- **Stated problem**:
Render each non-blank line of the listing below as a Markdown table with the columns Row and Text, where Row numbers the lines in order. Leave the pictures out of the answer.

- **Data rows**:
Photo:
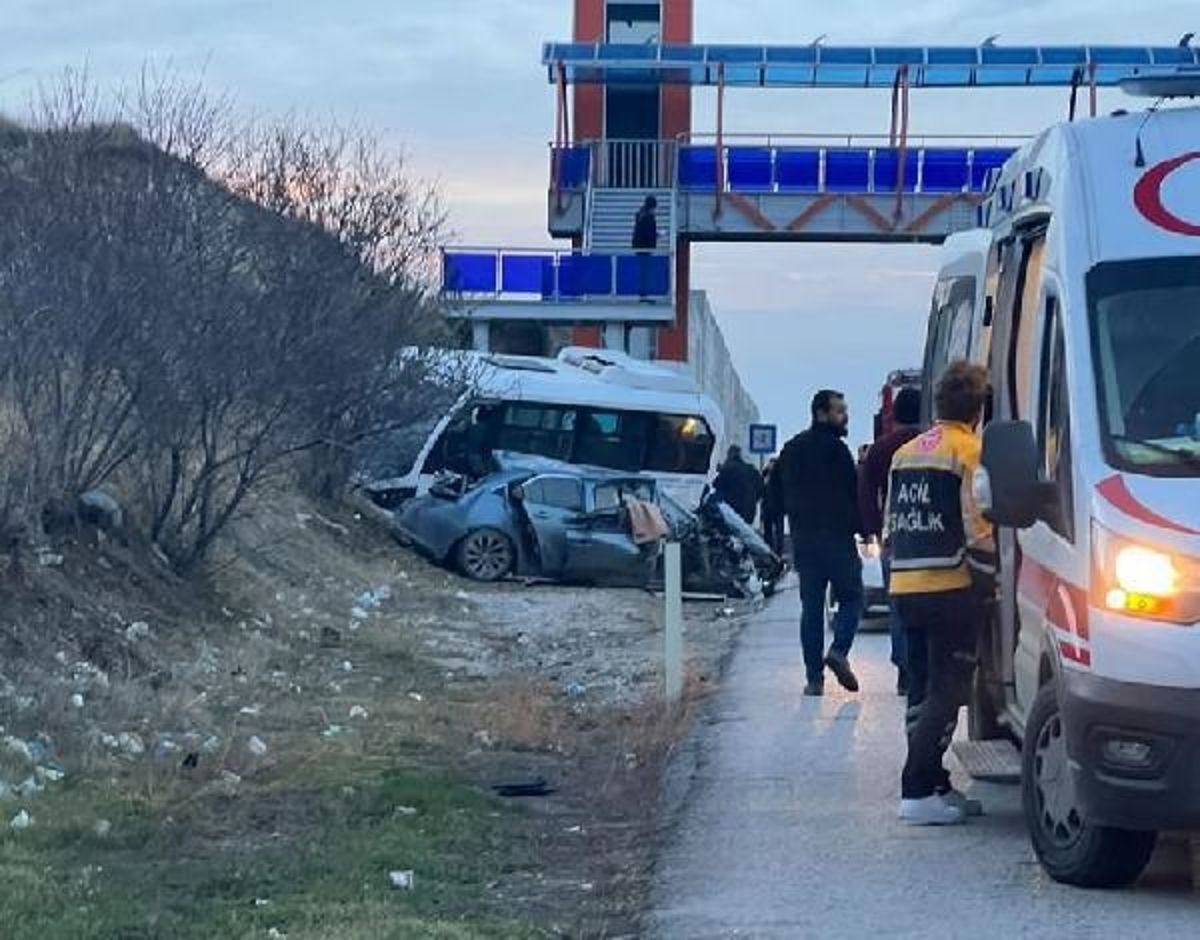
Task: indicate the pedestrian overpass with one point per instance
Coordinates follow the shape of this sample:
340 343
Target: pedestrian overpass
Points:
888 187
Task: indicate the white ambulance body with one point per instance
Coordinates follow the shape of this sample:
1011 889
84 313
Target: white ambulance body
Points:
1091 328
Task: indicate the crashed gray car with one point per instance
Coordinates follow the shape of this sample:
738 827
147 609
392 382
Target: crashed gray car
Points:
539 520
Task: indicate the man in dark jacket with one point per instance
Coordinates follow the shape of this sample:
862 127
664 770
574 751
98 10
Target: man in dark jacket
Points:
739 485
873 496
773 508
646 243
820 486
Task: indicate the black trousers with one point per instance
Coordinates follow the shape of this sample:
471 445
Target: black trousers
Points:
942 633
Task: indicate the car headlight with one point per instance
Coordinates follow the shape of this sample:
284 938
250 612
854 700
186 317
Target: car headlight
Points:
1145 581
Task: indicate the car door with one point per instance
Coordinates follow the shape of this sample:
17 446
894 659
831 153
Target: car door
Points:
552 503
600 548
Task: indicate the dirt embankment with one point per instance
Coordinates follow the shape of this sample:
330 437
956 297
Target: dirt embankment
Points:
256 758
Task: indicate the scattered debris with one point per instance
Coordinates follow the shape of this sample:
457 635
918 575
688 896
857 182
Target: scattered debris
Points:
48 558
330 636
21 821
137 630
535 786
19 748
131 743
99 509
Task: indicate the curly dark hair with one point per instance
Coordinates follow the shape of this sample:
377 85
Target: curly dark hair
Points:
961 391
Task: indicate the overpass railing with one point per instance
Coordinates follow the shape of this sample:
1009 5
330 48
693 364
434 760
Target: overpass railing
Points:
841 166
786 163
555 276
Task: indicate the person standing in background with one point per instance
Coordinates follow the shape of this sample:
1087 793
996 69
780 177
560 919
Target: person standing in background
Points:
739 485
943 574
773 507
646 243
820 486
873 497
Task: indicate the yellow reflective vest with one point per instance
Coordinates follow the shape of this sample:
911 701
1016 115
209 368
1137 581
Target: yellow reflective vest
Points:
936 537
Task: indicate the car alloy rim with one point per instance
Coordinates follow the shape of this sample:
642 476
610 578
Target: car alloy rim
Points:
1054 788
487 556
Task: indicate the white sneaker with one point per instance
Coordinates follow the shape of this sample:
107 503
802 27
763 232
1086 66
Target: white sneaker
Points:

- **The output**:
| Row | Text |
|---|---|
| 1 | Photo: |
| 2 | Task: indicate the pedestrian overpass with one point per instance |
| 3 | Coordinates follow the shape of this sample: |
| 4 | 340 343 |
| 5 | Target: pedestrian overpass |
| 6 | Points: |
| 7 | 888 187 |
| 8 | Task: indicate the white ambulance body with one point per instance |
| 9 | Coordinates follow the shape of this sample: |
| 10 | 1011 889 |
| 11 | 84 313 |
| 12 | Target: white ambulance body |
| 13 | Points: |
| 14 | 1091 328 |
| 15 | Task: indicate the crashed gray car with one point per instance |
| 16 | Coordinates follow the shape of this sample: |
| 17 | 738 827 |
| 18 | 147 609 |
| 19 | 392 382 |
| 20 | Target: crashed gray car |
| 21 | Points: |
| 22 | 539 520 |
| 23 | Task: indicate the man in dark jacket with one point per instance |
| 24 | Coordinates follow the shape of this sample: |
| 25 | 862 127 |
| 26 | 664 770 |
| 27 | 574 751 |
| 28 | 98 10 |
| 29 | Target: man in dark jacket |
| 30 | Points: |
| 31 | 739 485 |
| 32 | 873 496 |
| 33 | 773 508 |
| 34 | 646 243 |
| 35 | 820 486 |
| 36 | Task: indicate the black trousers with one point per instance |
| 37 | Coordinates follow the shape of this sample: |
| 38 | 471 445 |
| 39 | Target: black trousers |
| 40 | Points: |
| 41 | 942 633 |
| 42 | Task: indicate the car headlight with one point per instance |
| 43 | Coordinates follow the shape of this sample: |
| 44 | 284 938 |
| 45 | 250 612 |
| 46 | 854 700 |
| 47 | 186 317 |
| 48 | Target: car headlight |
| 49 | Points: |
| 50 | 1145 581 |
| 51 | Task: indicate the car door with one point per instance |
| 52 | Coordinates follow the shape of this sample: |
| 53 | 17 446 |
| 54 | 894 659 |
| 55 | 831 153 |
| 56 | Target: car door |
| 57 | Points: |
| 58 | 552 503 |
| 59 | 600 548 |
| 60 | Task: indicate the dirt embankment with one point per instance |
| 61 | Coordinates follow the shape of this sample: |
| 62 | 330 437 |
| 63 | 956 297 |
| 64 | Target: dirt embankment |
| 65 | Points: |
| 66 | 256 758 |
| 67 | Task: indicate the scattered debris with one point per instance |
| 68 | Coordinates follow the shape of this sample: |
| 69 | 457 635 |
| 70 | 918 575 |
| 71 | 688 896 |
| 72 | 857 182 |
| 73 | Target: scattered debris |
| 74 | Points: |
| 75 | 48 558 |
| 76 | 330 636 |
| 77 | 21 821 |
| 78 | 137 630 |
| 79 | 535 786 |
| 80 | 19 748 |
| 81 | 131 743 |
| 82 | 99 509 |
| 83 | Task: indicate the curly dark hair with one point per instance |
| 84 | Coordinates follow the shape of this sample: |
| 85 | 377 85 |
| 86 | Target: curly dark hair |
| 87 | Points: |
| 88 | 961 391 |
| 89 | Task: indicate the overpass railing with one point per instance |
| 90 | Coordinates follow the shape of this sample: |
| 91 | 1009 5 |
| 92 | 330 48 |
| 93 | 693 364 |
| 94 | 434 760 |
| 95 | Target: overpass railing |
| 96 | Points: |
| 97 | 841 166 |
| 98 | 786 163 |
| 99 | 555 276 |
| 100 | Task: indicate the person standing in background with one point per instance |
| 101 | Coordinates follow the shape of this sample: |
| 102 | 1087 793 |
| 103 | 996 69 |
| 104 | 780 177 |
| 105 | 560 919 |
| 106 | Target: person standing in background |
| 107 | Points: |
| 108 | 739 485 |
| 109 | 943 574 |
| 110 | 773 507 |
| 111 | 646 243 |
| 112 | 820 486 |
| 113 | 873 497 |
| 114 | Task: indicate the yellow reflective vest with one point per instance |
| 115 | Coordinates follow the shape of this sample: |
| 116 | 911 701 |
| 117 | 1016 115 |
| 118 | 209 368 |
| 119 | 1137 581 |
| 120 | Target: yellow reflective vest |
| 121 | Points: |
| 122 | 936 537 |
| 123 | Task: indicate the car alloy rim with one point per instance |
| 124 | Coordinates follow the shape of this sample: |
| 125 | 642 476 |
| 126 | 610 578 |
| 127 | Target: car alloy rim |
| 128 | Points: |
| 129 | 1054 788 |
| 130 | 487 556 |
| 131 | Task: indicate the white sneaker with one point per instance |
| 132 | Coordinates follow the shape of this sample: |
| 133 | 107 503 |
| 134 | 802 27 |
| 135 | 763 232 |
| 136 | 1086 66 |
| 137 | Target: white sneaker |
| 138 | Points: |